Caleb Yost lives in a small cabin on the eastern slope of the Sierra Nevada, ten kilometres north of Mammoth Lakes, at an elevation of 2,470 metres. He works in winter as an independent snow observer, paid on a per-profile basis by two heli-skiing operators, the Eastern Sierra Avalanche Center, and occasionally by a Nevada utility company that operates a watershed upstream of his cabin.
He has been doing this since the winter of 2012-13, when he took the AIARE Level 2 course in Tahoe and decided, rather than apply for a forecaster's position with the Forest Service, to work for himself. He is now 47.
His tools are a Snowmetrics aluminium probe, a Brooks-Range crystal card, an Ortovox magnifier, a thermometer that he calibrates each November in an ice bath at the cabin sink, a saw, a shovel, and a Rite in the Rain field notebook of the type used by foresters and surveyors. He has filled forty-two such notebooks since 2012.
The notebooks live, in chronological order, on a shelf above his stove. The oldest is dated 14 December 2012. The most recent, when this article was written, was dated 8 April 2026 and was still in use.
A snow profile, as Yost performs it, takes between forty minutes and two hours. He digs a pit to the ground, or to a depth of 250 centimetres, whichever comes first. He measures the temperature gradient through the pack at ten-centimetre intervals. He identifies each layer by grain type, hardness, and crystal size. He performs at least one stability test, usually a Compression Test and an Extended Column Test, and records the results using the standard notation.
He also draws each profile by hand, in pencil, on the grid pages of the notebook. The drawings are clean, careful, and small. They include weather observations, slope angle and aspect, the date and time, and any comment Yost wishes to record.
The comments are where the notebooks become interesting.
An entry from 22 January 2016 reads, in the comment field: 'Found a glove buried at 80 cm. Right-handed, blue, well-used. No idea whose.' An entry from 3 March 2018 reads: 'ECT propagating on the November interface for the fourth time this winter. This layer is going to kill someone before April.' An entry from 28 April 2022 reads: 'Bird overhead, possibly Clark's nutcracker. Pit dry, isothermal at 195 cm. Snow over.'
The Sierra Nevada snowpack is, by reputation, more cooperative than the continental snowpack of the Rockies. Storms tend to be wet and warm. Layers tend to bond. Persistent weak layers form less reliably and heal more reliably. The phrase 'Sierra cement' is sometimes used, not always kindly, to describe the dense, well-settled snow that the range produces.
But the Sierra also produces, in some years, a layer of buried surface hoar or near-surface facets that behaves very much like a Rockies snowpack and kills people in the same way. Yost's notebooks document, across fourteen winters, twenty-three such layers. He has watched some of them develop, persist, and eventually fail.
The winter of 2016-17, an extreme wet year that broke the California drought, produced almost no persistent layers and very few notebook entries with the word 'concern' in them. The winter of 2020-21, by contrast, produced a layer of December surface hoar that was still propagating in compression tests in late March, and Yost wrote a heli-skiing operator twice during that period to recommend that specific terrain be closed.

****

== EXERCISE TASK 1 ==
Copy word for word the passage of the snow observer article that runs from "A snow profile, as" up to and including "notebooks become interesting.".
== EXERCISE TASK 2 ==
Write a continuation of the snow observer article that starts right after its last sentence.

****

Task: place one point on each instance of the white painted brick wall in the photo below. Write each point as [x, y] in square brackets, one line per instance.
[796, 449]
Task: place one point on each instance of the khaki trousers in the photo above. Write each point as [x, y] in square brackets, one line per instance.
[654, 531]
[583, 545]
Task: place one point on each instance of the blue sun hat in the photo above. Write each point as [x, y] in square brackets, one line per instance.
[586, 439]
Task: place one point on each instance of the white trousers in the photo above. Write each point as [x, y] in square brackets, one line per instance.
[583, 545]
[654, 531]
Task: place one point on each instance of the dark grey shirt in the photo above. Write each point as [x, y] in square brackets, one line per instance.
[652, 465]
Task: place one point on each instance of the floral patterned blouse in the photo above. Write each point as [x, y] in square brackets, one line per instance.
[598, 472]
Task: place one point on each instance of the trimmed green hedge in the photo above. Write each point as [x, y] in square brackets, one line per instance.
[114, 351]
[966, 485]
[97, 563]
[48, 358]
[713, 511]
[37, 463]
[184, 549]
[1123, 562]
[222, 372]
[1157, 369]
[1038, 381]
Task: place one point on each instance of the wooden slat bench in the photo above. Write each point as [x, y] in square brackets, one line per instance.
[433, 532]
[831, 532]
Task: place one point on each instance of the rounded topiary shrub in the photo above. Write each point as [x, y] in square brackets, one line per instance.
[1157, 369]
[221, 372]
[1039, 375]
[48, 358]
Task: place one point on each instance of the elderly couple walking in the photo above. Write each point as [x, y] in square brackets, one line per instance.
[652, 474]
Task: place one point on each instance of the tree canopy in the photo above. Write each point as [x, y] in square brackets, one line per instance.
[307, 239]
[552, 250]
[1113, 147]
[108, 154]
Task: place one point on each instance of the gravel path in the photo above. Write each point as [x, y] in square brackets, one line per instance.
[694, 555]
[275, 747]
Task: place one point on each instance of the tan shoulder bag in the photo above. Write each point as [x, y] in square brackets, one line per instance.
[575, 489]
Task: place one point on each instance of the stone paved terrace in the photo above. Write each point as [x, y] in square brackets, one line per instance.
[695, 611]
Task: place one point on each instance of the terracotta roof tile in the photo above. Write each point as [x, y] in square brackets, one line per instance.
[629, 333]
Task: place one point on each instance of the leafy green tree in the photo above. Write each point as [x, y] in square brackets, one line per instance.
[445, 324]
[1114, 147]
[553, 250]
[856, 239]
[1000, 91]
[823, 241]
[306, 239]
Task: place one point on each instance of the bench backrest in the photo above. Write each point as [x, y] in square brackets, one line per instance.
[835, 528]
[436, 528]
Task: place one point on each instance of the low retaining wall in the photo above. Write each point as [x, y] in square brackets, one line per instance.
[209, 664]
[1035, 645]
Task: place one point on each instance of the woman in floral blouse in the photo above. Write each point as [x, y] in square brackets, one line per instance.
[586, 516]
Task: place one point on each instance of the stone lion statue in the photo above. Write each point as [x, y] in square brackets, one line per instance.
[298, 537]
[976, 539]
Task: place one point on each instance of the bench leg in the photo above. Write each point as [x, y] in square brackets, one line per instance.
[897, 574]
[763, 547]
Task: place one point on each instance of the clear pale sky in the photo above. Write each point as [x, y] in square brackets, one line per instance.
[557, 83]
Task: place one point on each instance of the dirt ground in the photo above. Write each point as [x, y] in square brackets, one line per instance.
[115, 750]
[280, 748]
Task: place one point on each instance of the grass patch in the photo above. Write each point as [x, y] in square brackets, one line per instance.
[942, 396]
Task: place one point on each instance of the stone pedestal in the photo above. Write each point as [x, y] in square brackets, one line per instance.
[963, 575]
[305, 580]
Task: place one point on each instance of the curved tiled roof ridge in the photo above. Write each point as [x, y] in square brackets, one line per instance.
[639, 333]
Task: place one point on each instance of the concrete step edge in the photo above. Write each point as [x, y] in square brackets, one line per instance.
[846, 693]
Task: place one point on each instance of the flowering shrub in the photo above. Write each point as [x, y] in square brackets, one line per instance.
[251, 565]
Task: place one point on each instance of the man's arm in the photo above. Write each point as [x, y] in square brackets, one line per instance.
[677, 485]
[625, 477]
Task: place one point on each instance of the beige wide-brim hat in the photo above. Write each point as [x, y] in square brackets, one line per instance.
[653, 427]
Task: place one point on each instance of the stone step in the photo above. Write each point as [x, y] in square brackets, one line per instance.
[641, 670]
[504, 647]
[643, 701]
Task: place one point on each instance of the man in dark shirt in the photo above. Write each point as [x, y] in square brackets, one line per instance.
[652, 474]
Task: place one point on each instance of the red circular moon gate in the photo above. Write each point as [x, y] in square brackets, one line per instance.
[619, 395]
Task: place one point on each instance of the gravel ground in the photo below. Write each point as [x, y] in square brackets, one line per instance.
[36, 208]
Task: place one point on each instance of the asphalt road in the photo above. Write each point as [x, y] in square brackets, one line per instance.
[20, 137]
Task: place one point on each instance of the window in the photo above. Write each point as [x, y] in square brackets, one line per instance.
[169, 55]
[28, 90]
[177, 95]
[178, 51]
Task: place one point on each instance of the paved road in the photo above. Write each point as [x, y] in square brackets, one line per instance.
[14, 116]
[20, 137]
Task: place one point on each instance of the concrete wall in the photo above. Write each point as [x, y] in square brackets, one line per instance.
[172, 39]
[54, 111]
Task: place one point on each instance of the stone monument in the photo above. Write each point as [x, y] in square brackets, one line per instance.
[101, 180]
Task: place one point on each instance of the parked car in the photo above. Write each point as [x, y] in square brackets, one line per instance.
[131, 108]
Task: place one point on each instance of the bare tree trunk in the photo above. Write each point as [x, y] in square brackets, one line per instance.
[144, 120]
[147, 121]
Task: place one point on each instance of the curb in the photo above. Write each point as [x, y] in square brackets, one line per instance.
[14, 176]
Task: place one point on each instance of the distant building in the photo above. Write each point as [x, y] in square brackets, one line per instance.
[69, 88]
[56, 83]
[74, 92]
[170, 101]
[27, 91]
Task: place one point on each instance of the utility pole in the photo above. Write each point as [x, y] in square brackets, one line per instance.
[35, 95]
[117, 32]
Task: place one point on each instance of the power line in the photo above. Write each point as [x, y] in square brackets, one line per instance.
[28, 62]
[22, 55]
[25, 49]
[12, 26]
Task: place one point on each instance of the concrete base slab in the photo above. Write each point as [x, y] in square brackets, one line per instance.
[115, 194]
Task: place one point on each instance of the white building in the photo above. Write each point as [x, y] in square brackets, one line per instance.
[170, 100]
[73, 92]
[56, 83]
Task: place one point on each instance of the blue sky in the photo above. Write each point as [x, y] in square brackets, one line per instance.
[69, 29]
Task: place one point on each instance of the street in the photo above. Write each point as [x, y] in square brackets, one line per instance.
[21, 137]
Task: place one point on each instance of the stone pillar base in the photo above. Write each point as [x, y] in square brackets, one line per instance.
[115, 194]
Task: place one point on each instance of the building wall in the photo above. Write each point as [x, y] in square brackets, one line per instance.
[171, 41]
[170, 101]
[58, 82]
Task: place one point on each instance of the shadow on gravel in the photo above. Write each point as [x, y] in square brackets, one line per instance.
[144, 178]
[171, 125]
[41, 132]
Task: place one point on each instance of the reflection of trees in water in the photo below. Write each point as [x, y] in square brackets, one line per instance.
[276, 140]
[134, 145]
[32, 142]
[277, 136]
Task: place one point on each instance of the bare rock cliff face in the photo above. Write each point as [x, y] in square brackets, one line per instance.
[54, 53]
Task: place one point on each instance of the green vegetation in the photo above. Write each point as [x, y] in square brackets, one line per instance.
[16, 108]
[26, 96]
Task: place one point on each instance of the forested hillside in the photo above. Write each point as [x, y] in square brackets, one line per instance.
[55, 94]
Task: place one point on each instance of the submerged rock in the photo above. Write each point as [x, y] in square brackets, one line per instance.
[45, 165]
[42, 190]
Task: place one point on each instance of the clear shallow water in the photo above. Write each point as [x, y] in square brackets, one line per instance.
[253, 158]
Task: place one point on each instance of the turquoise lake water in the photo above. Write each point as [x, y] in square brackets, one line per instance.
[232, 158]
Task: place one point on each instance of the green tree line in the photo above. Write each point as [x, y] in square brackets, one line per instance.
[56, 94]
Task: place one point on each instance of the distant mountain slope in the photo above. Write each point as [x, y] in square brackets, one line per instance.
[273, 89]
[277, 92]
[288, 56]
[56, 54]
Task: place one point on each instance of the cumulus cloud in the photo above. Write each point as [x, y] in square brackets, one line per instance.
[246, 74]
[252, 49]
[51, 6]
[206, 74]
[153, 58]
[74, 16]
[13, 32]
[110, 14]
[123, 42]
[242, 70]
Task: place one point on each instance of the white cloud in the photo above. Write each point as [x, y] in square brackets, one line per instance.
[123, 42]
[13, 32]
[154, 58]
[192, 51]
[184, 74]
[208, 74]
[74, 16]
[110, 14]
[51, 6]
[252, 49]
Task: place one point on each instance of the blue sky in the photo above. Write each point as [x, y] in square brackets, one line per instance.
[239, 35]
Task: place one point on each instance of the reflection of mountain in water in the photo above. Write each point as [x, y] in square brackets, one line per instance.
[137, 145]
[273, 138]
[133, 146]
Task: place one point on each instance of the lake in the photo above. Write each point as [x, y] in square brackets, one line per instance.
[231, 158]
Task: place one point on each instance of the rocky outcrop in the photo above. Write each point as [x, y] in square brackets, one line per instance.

****

== TASK RESULT 1 ==
A snow profile, as Yost performs it, takes between forty minutes and two hours. He digs a pit to the ground, or to a depth of 250 centimetres, whichever comes first. He measures the temperature gradient through the pack at ten-centimetre intervals. He identifies each layer by grain type, hardness, and crystal size. He performs at least one stability test, usually a Compression Test and an Extended Column Test, and records the results using the standard notation.
He also draws each profile by hand, in pencil, on the grid pages of the notebook. The drawings are clean, careful, and small. They include weather observations, slope angle and aspect, the date and time, and any comment Yost wishes to record.
The comments are where the notebooks become interesting.

== TASK RESULT 2 ==
The operator closed it. Yost's notebooks suggest he was right to.
The 2025-26 Sierra winter was a near-average season in terms of total snowfall, with the Mammoth Pass snow pillow reading 11.4 metres of cumulative snow by 1 April, against a thirty-year average of 11.1. But the snow arrived unevenly, with a dry November, a wet December and January, a remarkably dry February, and a March that produced four storms of one metre or more.
Yost's notebook for the season contains forty-one full profiles, two preliminary digs that he abandoned because the wind made writing impossible, and a long entry from 14 February that has nothing to do with snow.
The entry concerns a coyote that crossed Yost's ski tracks twice in the same morning, in opposite directions, with what he describes as 'no apparent hurry.' He drew the tracks in his notebook in some detail. He noted the time and the temperature. He concluded, characteristically, with a single sentence: 'I do not know what the coyote was doing.'
He has been asked, by clients and by the avalanche centre, why he still uses paper notebooks when most professional observers have moved to tablet-based applications. His answer, when he gives one, is that the act of drawing the profile by hand forces him to look at the snowpack more carefully than typing it into a form would. He does not say it improves accuracy. He says it improves attention.
He has, in fact, made errors. A notebook entry from 11 March 2019 contains a layer hardness rating that he later annotated, in a different pencil, with the word 'wrong.' The corrected value is written above. He does not erase his mistakes.
The notebooks have begun, in recent years, to attract attention beyond Yost's small client list. A graduate student at the Desert Research Institute in Reno asked, in 2024, whether the archive might be digitised for use in a long-term study of Sierra snowpack trends. Yost agreed in principle but has not yet sent the notebooks.
He says he wants to finish the current one first.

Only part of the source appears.